━━ Excerpted data ━━
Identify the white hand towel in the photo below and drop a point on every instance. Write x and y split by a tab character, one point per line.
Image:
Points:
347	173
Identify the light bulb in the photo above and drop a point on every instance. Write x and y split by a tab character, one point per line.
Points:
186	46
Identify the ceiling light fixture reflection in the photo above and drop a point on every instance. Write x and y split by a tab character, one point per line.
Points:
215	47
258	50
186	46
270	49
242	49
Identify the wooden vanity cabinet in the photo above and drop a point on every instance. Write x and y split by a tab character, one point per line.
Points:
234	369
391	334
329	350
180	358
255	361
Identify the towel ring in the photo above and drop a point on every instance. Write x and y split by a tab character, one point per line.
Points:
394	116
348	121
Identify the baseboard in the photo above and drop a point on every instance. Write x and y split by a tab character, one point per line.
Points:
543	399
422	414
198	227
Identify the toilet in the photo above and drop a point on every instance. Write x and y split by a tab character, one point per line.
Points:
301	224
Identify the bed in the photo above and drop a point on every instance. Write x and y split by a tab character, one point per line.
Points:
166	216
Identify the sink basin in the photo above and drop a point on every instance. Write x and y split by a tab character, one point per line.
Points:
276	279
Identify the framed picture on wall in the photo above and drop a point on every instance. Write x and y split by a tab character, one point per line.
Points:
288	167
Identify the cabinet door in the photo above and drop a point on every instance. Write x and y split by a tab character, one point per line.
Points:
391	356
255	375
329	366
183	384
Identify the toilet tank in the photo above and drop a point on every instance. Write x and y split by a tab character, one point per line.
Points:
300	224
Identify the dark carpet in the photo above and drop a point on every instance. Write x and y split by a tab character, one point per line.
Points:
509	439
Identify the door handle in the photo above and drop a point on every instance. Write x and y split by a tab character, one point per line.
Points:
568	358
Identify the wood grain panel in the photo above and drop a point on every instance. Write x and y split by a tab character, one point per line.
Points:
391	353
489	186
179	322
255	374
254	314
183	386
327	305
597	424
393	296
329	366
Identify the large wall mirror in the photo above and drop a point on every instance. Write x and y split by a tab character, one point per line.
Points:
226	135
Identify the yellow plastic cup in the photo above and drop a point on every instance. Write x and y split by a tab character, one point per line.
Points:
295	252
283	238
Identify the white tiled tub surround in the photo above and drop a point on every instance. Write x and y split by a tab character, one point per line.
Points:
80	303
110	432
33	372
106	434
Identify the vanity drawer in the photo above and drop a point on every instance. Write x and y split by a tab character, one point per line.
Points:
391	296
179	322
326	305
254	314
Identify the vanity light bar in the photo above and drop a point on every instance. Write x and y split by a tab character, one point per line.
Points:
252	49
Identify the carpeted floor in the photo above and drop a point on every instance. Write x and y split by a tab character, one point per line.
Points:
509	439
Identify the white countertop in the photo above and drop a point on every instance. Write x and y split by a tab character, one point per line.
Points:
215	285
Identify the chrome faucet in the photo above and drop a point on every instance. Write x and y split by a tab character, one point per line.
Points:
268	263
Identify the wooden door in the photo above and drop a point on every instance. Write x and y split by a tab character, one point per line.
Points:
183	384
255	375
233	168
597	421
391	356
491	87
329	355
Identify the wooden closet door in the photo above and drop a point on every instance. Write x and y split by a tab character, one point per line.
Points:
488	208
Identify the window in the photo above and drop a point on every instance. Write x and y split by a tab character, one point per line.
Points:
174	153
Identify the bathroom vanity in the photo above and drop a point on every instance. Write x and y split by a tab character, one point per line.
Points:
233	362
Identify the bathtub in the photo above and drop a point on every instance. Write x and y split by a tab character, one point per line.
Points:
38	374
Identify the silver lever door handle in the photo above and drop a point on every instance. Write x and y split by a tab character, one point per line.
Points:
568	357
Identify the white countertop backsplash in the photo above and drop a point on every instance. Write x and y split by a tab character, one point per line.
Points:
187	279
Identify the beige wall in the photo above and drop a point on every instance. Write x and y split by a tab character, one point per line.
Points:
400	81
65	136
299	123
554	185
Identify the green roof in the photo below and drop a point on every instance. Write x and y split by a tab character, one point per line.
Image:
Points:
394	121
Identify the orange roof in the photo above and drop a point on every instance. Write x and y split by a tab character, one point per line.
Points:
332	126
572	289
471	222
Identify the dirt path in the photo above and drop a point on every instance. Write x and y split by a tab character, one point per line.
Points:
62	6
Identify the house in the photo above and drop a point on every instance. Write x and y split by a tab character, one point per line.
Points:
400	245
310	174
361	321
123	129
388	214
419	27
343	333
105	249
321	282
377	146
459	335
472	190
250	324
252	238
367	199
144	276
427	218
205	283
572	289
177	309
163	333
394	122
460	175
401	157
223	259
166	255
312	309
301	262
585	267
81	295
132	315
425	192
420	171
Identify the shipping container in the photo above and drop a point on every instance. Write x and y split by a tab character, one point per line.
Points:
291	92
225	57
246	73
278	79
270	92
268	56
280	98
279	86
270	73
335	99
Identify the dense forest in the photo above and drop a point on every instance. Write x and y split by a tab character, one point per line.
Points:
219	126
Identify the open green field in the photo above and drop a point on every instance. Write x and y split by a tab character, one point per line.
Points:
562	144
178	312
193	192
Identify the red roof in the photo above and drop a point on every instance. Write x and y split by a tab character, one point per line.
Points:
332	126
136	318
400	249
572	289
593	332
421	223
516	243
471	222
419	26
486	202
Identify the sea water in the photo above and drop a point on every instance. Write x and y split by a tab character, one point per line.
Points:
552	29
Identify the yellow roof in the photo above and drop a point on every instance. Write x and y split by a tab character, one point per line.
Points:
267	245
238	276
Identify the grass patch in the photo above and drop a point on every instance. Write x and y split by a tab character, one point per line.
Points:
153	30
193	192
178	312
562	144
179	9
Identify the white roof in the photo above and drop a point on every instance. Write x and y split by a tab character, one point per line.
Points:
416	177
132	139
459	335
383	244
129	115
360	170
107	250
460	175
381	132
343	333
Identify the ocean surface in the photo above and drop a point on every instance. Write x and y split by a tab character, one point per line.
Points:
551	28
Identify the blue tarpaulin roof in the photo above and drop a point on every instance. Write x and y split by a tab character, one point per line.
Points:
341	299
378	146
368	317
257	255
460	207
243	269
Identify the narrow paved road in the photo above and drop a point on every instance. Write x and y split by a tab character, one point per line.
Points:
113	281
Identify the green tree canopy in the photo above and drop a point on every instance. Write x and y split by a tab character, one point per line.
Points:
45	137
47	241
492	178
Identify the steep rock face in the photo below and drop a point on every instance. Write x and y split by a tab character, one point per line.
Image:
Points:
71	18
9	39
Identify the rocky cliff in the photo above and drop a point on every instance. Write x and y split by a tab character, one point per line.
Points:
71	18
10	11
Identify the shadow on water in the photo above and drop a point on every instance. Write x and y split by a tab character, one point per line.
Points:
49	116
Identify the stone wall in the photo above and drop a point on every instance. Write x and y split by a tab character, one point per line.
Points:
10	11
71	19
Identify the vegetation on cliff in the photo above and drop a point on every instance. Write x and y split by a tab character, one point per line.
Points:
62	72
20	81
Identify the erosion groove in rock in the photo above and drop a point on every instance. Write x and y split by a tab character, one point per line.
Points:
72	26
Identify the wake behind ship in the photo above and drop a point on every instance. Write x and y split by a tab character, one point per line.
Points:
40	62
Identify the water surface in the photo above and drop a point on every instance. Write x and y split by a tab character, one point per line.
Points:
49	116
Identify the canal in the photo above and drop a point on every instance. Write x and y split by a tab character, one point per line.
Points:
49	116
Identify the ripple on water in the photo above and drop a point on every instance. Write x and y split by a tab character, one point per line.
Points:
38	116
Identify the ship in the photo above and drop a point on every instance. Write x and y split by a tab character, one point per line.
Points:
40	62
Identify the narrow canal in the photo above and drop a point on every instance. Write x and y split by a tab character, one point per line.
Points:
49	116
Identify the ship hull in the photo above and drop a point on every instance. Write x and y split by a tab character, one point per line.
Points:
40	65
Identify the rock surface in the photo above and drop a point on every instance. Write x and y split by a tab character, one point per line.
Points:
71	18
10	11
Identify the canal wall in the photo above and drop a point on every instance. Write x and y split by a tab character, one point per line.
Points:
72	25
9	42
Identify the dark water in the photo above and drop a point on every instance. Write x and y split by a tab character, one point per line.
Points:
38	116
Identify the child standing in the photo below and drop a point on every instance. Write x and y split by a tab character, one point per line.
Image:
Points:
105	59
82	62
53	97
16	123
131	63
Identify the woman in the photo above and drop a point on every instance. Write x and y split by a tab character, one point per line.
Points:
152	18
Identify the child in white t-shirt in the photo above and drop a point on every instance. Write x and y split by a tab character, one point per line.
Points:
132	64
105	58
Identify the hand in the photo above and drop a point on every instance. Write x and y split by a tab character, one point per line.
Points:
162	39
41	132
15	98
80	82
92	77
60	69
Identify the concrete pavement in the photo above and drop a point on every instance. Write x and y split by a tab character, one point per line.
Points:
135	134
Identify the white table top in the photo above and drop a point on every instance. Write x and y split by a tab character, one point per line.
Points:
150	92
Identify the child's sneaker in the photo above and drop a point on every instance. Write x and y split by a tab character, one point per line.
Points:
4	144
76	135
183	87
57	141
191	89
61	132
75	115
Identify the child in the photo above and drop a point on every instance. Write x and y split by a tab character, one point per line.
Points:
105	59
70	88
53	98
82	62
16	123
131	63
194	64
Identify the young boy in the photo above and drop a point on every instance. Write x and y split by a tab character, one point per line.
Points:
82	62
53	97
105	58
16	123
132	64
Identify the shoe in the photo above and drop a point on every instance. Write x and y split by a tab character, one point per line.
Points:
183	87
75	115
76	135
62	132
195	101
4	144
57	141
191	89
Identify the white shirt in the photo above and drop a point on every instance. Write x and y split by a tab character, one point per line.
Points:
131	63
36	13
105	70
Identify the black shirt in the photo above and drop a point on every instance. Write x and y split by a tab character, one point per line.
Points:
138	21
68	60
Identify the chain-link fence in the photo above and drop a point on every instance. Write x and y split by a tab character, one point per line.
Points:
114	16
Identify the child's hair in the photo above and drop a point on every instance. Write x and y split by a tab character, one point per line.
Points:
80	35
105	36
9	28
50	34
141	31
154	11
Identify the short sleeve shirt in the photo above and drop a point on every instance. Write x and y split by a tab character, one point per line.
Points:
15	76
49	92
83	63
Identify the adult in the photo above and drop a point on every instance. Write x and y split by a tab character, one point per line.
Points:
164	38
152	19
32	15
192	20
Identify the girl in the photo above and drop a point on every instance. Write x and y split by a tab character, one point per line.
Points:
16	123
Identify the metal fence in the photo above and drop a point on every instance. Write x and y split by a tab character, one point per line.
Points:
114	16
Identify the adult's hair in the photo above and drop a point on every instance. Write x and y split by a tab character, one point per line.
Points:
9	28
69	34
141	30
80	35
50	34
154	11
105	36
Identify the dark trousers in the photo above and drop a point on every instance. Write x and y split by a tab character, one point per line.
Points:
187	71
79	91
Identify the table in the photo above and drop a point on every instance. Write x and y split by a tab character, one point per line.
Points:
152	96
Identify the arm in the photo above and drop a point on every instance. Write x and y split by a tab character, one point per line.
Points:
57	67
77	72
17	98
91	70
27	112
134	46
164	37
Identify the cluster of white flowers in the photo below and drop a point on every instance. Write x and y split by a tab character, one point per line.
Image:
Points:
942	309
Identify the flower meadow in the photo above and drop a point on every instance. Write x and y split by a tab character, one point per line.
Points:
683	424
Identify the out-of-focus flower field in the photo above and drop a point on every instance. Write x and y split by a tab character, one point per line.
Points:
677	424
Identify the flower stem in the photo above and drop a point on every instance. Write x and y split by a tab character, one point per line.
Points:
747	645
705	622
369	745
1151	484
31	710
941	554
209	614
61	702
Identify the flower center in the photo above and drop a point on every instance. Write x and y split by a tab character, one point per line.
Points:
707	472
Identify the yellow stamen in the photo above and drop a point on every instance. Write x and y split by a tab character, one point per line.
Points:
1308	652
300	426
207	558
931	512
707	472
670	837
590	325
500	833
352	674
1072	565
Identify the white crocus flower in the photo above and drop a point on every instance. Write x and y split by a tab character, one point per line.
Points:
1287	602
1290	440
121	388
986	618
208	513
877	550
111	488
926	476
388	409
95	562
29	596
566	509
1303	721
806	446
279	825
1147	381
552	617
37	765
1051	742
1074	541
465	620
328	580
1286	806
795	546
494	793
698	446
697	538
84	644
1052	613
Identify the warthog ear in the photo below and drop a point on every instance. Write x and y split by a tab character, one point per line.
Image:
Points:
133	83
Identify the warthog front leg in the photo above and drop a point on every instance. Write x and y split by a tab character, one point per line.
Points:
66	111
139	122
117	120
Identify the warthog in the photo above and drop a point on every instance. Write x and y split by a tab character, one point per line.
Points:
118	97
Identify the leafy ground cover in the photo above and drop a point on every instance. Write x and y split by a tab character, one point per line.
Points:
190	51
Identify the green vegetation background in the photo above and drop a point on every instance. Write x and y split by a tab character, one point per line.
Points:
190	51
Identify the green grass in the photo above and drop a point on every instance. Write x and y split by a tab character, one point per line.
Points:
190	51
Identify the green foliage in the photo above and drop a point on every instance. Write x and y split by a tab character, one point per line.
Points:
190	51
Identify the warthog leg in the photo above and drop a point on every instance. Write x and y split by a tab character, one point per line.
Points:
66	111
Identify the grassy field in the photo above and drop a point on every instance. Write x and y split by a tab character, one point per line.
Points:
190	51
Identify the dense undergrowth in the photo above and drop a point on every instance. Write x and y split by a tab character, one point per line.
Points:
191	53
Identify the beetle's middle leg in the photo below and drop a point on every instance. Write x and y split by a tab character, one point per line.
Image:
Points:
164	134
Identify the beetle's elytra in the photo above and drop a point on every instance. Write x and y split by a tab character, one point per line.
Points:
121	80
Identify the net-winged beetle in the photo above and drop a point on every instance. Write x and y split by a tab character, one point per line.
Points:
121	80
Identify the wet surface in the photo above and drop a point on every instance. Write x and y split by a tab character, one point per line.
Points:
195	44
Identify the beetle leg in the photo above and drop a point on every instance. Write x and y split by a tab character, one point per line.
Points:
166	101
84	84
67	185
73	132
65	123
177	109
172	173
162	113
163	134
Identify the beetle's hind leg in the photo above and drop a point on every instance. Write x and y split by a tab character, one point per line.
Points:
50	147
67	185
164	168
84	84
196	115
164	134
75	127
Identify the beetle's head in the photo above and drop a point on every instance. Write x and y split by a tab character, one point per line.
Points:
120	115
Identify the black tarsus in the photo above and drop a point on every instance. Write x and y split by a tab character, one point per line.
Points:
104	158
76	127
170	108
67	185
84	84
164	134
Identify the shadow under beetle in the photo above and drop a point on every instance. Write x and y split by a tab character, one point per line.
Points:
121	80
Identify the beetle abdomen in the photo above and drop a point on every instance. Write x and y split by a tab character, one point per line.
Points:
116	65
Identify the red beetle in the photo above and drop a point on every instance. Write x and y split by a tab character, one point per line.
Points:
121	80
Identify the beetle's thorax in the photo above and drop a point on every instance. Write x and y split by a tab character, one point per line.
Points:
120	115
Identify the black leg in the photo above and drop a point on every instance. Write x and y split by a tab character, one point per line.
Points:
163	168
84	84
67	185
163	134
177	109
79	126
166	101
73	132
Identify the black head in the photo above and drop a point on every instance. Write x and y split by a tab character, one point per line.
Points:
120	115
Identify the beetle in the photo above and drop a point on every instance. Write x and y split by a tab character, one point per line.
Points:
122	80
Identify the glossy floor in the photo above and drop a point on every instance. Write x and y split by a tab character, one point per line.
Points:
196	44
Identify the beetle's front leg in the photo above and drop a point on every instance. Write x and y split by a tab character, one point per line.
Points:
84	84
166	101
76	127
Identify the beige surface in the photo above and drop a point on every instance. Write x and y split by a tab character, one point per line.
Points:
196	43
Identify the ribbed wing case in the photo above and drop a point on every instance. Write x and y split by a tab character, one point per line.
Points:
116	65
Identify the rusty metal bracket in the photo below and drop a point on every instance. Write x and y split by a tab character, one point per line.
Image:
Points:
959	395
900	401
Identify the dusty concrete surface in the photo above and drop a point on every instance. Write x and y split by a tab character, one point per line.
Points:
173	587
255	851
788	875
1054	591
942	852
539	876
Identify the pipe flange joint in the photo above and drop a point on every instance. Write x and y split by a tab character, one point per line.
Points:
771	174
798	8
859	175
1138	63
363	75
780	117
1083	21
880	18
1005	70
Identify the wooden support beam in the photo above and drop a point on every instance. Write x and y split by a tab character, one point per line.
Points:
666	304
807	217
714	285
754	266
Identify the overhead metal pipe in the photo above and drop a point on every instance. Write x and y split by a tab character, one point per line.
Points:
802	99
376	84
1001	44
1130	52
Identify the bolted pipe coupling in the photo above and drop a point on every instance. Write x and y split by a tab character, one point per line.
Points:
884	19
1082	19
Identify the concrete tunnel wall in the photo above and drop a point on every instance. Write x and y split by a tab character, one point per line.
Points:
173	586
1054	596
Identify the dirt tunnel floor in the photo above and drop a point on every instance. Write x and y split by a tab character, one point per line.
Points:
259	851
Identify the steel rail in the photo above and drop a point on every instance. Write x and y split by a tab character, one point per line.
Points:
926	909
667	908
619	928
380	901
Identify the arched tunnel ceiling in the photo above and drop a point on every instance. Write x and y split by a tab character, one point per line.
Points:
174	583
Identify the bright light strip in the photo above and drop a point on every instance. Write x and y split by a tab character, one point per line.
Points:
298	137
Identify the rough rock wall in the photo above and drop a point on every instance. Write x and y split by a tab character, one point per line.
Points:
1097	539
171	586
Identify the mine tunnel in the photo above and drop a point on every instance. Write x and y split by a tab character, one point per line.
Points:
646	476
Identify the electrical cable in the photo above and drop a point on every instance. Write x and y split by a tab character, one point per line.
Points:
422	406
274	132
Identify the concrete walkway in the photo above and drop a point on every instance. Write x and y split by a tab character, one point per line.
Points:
━━━
Written instruction ▸ Revise everything from the line containing "Identify the steel" down to the end of the material, changing "electrical cable" to "power cord" and keeping all else the same.

The response ▸
Identify the steel rail in the photo above and drop a point on every instance. Write x and y split by a tab character, one point per line.
Points:
926	909
667	908
619	928
380	901
Identify the arched tunnel ceiling in the photo above and drop a point on every instance. Write x and y split by a tab character, one point per line.
Points:
174	583
Identify the bright light strip in the photo above and drop a point on every instance. Write x and y split by a tab character, one point per line.
Points:
298	137
Identify the rough rock wall in the photo above and drop a point on every instance. Write x and y split by a tab character, one point per line.
Points:
1097	539
171	586
Identify the mine tunnel in the photo above and drop a point on every instance. Write x and y split by a tab character, one point per line.
Points:
646	476
Identify the power cord in the photo above and drop a point on every instance. Write x and y split by a tab character, one point per line.
Points:
422	406
274	132
Identify the concrete walkway in the photo above and drop a point on every instance. Write x and y split by a tab character, one point per line.
Points:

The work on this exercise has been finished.